Rewrite the data below, changing "square brackets" to "curly braces" everywhere and leaving every other part unchanged.

Exercise materials
########

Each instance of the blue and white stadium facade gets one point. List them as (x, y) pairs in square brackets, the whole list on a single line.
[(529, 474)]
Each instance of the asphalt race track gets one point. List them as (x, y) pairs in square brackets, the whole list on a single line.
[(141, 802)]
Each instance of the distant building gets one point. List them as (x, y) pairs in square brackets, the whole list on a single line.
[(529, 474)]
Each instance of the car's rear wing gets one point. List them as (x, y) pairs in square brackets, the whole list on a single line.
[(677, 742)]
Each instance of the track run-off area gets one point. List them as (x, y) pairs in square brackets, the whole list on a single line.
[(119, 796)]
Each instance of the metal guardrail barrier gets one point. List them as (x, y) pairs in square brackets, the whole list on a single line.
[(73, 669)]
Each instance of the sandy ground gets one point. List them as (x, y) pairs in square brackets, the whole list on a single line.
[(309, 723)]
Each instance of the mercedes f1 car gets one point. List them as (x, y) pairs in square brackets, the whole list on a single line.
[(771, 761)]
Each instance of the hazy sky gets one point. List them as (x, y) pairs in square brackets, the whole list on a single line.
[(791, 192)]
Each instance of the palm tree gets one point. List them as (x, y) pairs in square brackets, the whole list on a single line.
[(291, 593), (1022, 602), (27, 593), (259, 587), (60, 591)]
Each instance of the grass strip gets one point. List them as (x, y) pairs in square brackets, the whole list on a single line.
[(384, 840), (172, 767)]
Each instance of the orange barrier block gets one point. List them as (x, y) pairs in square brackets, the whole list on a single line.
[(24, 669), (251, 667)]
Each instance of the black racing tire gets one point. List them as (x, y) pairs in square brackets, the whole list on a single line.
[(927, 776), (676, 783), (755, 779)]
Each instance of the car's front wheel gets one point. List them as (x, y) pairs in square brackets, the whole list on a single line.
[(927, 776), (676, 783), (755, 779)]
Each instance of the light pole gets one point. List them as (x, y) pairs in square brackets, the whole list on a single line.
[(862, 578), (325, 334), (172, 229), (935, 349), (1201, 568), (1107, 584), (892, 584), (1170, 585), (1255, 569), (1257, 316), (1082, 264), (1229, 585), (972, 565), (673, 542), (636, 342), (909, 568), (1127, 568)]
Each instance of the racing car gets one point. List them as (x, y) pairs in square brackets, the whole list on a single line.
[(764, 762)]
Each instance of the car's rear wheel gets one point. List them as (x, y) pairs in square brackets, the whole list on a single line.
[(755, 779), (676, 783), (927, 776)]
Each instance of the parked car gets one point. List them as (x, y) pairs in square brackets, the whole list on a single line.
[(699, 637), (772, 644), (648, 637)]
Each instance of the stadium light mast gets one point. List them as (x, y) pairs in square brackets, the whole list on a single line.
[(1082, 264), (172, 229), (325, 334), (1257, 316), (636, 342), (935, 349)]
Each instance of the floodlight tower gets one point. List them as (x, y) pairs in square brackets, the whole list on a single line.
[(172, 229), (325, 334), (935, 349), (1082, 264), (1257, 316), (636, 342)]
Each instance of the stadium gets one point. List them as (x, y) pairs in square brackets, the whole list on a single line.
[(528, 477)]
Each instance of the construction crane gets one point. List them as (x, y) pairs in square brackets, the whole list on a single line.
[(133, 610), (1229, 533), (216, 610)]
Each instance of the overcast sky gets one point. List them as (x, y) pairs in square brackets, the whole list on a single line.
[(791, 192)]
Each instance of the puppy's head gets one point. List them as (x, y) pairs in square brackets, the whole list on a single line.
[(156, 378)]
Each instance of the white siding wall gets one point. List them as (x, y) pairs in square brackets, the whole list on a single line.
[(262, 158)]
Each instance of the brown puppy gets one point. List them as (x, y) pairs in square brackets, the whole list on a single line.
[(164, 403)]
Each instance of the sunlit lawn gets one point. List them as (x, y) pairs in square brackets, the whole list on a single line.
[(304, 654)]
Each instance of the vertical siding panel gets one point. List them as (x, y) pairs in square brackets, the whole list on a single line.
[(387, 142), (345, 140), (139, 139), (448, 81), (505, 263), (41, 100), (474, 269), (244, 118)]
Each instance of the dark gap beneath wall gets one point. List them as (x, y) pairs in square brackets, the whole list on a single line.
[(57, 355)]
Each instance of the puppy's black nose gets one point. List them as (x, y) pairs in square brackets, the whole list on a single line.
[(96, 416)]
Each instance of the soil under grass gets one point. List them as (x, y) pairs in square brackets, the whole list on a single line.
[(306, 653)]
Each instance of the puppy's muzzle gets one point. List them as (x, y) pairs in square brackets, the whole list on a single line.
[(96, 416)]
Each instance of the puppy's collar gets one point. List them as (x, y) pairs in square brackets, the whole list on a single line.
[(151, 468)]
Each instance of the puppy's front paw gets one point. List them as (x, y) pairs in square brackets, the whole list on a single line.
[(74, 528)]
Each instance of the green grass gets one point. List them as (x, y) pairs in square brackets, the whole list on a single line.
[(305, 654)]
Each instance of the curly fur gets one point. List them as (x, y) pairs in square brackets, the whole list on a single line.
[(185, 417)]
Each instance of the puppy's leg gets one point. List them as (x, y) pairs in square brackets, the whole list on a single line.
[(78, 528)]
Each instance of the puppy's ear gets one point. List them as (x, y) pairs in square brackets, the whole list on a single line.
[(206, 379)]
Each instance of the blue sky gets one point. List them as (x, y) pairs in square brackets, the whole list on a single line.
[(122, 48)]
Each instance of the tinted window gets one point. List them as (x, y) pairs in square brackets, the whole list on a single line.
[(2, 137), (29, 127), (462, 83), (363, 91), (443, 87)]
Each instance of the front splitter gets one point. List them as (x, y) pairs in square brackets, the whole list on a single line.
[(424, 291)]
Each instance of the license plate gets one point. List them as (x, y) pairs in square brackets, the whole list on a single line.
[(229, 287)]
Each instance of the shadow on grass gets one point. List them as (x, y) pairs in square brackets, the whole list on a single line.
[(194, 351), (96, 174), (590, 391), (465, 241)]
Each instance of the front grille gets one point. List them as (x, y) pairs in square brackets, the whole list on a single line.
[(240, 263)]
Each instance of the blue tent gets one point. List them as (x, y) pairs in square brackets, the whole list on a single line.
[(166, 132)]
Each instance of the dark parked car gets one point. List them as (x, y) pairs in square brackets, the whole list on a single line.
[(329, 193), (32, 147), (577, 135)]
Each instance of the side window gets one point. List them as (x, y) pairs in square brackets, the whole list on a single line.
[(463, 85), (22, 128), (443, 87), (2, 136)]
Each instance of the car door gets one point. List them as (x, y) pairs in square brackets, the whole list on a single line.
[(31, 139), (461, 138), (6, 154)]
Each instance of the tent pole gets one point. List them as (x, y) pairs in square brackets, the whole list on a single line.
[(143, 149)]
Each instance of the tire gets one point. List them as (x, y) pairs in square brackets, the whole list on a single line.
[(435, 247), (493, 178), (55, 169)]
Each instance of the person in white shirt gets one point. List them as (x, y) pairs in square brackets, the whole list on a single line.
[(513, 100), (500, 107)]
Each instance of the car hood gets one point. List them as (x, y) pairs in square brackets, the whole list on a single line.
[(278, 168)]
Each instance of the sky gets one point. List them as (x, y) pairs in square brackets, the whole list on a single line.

########

Problem solution
Each instance of the blue and white stadium facade gets one point. List them as (x, y) pairs in curly braces, the whole list on a single line.
[(529, 474)]
Each instance of the asphalt race track gets one point. List them as (x, y) pairs in curly braces, the whole list on a single line.
[(141, 802)]
Each instance of the distant building gets one point. List them as (x, y) pairs in curly braces, the whole list on a single line.
[(529, 474)]
Each instance of the car's rear wing gets one point. List them as (x, y) pairs in curly braces, the whole list on a single line.
[(677, 742)]
Each instance of the track run-off area gets one point. List them as (x, y) pairs in curly braces, the whole list on a single line.
[(119, 796)]
Each instance of the metal guardrail barrier gets one point. List them as (x, y) pairs in curly braces, the whole list on a single line.
[(73, 669)]
Each instance of the sandy ground gets one point. List them as (x, y) pairs in curly braces, the whole list on a single line.
[(309, 723)]
Each instance of the mercedes f1 car gets one point. List them as (x, y) pairs in curly braces, the whole list on a single line.
[(771, 761)]
Each instance of the hazy sky gets one point. List them as (x, y) pairs in curly braces, the whole list on a single line.
[(791, 192)]
Each instance of the palm tree gets one point. List them as (x, y) pairs in curly braces, the whole list on a single line.
[(291, 593), (1022, 602), (27, 593), (259, 587), (60, 591)]
Each instance of the grass strip gets one point. List them as (x, y) pairs in curly braces, the whole list on a single line.
[(384, 840), (172, 767)]
Each instance of the orange barrier block gets one point. List them as (x, y) pairs in curly braces, the whole list on a single line.
[(24, 669), (251, 667)]
Each instance of the black racing tire gets one point. List them as (x, y) pairs in curly braces, the whole list on a single line.
[(927, 776), (676, 783), (755, 779)]
Each instance of the car's front wheel gets one point. List them as (x, y) pairs in curly braces, the whole list on a single line.
[(927, 776), (676, 783), (755, 779)]
Each instance of the light pole gets one point. List them as (x, y) pairs in curly braces, the whole list on a single line.
[(862, 578), (325, 334), (172, 229), (935, 349), (1201, 568), (1107, 584), (892, 584), (1170, 585), (1255, 569), (1257, 316), (1082, 264), (1229, 585), (972, 565), (673, 542), (636, 342), (909, 568), (1127, 568)]
Each instance of the racing car gets one point. List them as (x, y) pairs in curly braces, the whole list on a single line.
[(764, 762)]
Each instance of the car's rear wheel gets one point. List them as (x, y) pairs in curly braces, the whole list on a single line.
[(755, 779), (676, 783), (927, 776)]
Each instance of the parked car gets one point. List them as (x, y) pairs in curly braces, the whole list on a single line.
[(699, 637), (772, 644), (648, 637)]
Each instance of the stadium light mast gets one point. List them as (x, y) pairs in curly braces, the whole list on a single line.
[(1082, 264), (172, 229), (325, 334), (1257, 316), (636, 342), (935, 349)]
Each instance of the floodlight tower gets one point. List them as (x, y) pairs in curly braces, the whole list on a single line.
[(172, 229), (325, 334), (935, 349), (1082, 264), (1257, 316), (636, 342)]
Each instance of the stadium gets one point. List them as (x, y) pairs in curly braces, the whole list on a single line.
[(528, 477)]
Each instance of the construction crane gets one point. List them as (x, y) pairs in curly braces, the whole list on a single line.
[(133, 610), (1229, 533), (216, 610)]
Each instance of the overcast sky gets one point. List them as (x, y) pairs in curly braces, the whole list on a single line.
[(791, 192)]
Each instance of the puppy's head gets one point. List them as (x, y) pairs in curly braces, the whole list on a single line.
[(156, 378)]
Each instance of the white siding wall gets one point. List them as (x, y) pairs in curly braces, the whole list on a single line.
[(262, 158)]
Each instance of the brown puppy gets one point. List them as (x, y) pairs in curly braces, the whole list on a single line.
[(164, 403)]
Each instance of the sunlit lawn gets one point. List them as (x, y) pairs in curly braces, the whole list on a single line.
[(304, 654)]
Each instance of the vertical siding panel gets one point. List them as (x, y) pairs in curly braces, the whole list on a single line.
[(387, 142), (345, 140), (139, 139), (448, 81), (505, 263), (41, 100), (474, 269), (244, 118)]
Each instance of the dark gap beneath wall gets one point. List them as (x, y) pairs in curly braces, the whole list on a single line.
[(57, 355)]
Each instance of the puppy's black nose gets one point. List them as (x, y) pairs in curly braces, the whole list on a single line.
[(96, 416)]
Each instance of the soil under grass gets one point. List them as (x, y) pairs in curly braces, the whole list on a single line.
[(306, 653)]
Each instance of the puppy's muzzle gets one point. List them as (x, y) pairs in curly braces, the whole list on a single line.
[(96, 416)]
Each instance of the puppy's collar gets one point. List them as (x, y) pairs in curly braces, the whole list on a single line.
[(151, 468)]
Each instance of the puppy's front paw gets one point. List them as (x, y) pairs in curly braces, the whole list on a single line.
[(74, 528)]
Each instance of the green grass gets one point. List them as (x, y) pairs in curly braces, the whole list on a single line.
[(305, 654)]
Each instance of the curly fur gets one point. List them as (x, y) pairs in curly braces, the whole list on a single line.
[(185, 417)]
Each instance of the puppy's leg gets one point. List them as (x, y) pairs in curly braces, the whole list on a single line.
[(78, 528)]
Each instance of the puppy's ear gets one point. List them as (x, y) pairs in curly braces, the whole list on a single line.
[(206, 379)]
Each instance of the blue sky gets one point. List them as (x, y) pairs in curly braces, the whole list on a single line.
[(122, 48)]
Each instance of the tinted window gets one point. List them as (x, y) pairs in curly braces, the whole list on a single line.
[(2, 137), (29, 127), (462, 83), (363, 91), (443, 87)]
Each instance of the front splitter gets one point. List them as (x, y) pairs in curly braces, the whole list on a single line.
[(424, 291)]
Each instance of the license plate gets one point. List them as (x, y) pairs in curly braces, the whole list on a single line.
[(229, 287)]
Each instance of the shadow on grass gets one point. List them as (x, y) pairs in curly braces, the whole list on a single line.
[(194, 351), (96, 174), (590, 391), (465, 241)]
Each instance of the front grille gets one point. List them as (x, y) pairs in curly braces, the whole list on a single line.
[(240, 263)]
Each instance of the blue tent gets one point. List them as (x, y) pairs in curly braces, the whole list on a single line.
[(166, 132)]
Each instance of the dark parked car gets one point. List them as (x, y) pairs in curly braces, the whole list on a single line.
[(329, 193), (32, 147), (577, 135)]
Each instance of the side window gets one point. List them as (x, y) pairs in curly braces, the whole list on a single line.
[(463, 85), (22, 128), (443, 87), (2, 136)]
Each instance of the car door gets one point. List them as (x, y) pairs in curly braces, the whole list on a single line.
[(31, 139), (461, 138), (6, 154)]
Each instance of the tent pole gets one point. List them as (x, y) pairs in curly braces, the whole list on a single line.
[(143, 149)]
Each instance of the tire gets one point. List them as (x, y) pairs in curly braces, the whole list on a single line.
[(435, 247), (493, 178), (55, 169)]
Each instance of the person in white shirt gets one point. List them as (x, y) pairs in curly braces, the whole list on a single line.
[(513, 100), (500, 107)]
Each instance of the car hood gets one point. List them as (x, y) pairs in curly braces, the whole list on a single line.
[(278, 168)]
Each instance of the sky gets one point. List them as (x, y) pairs in curly braces, the whole list on a single line.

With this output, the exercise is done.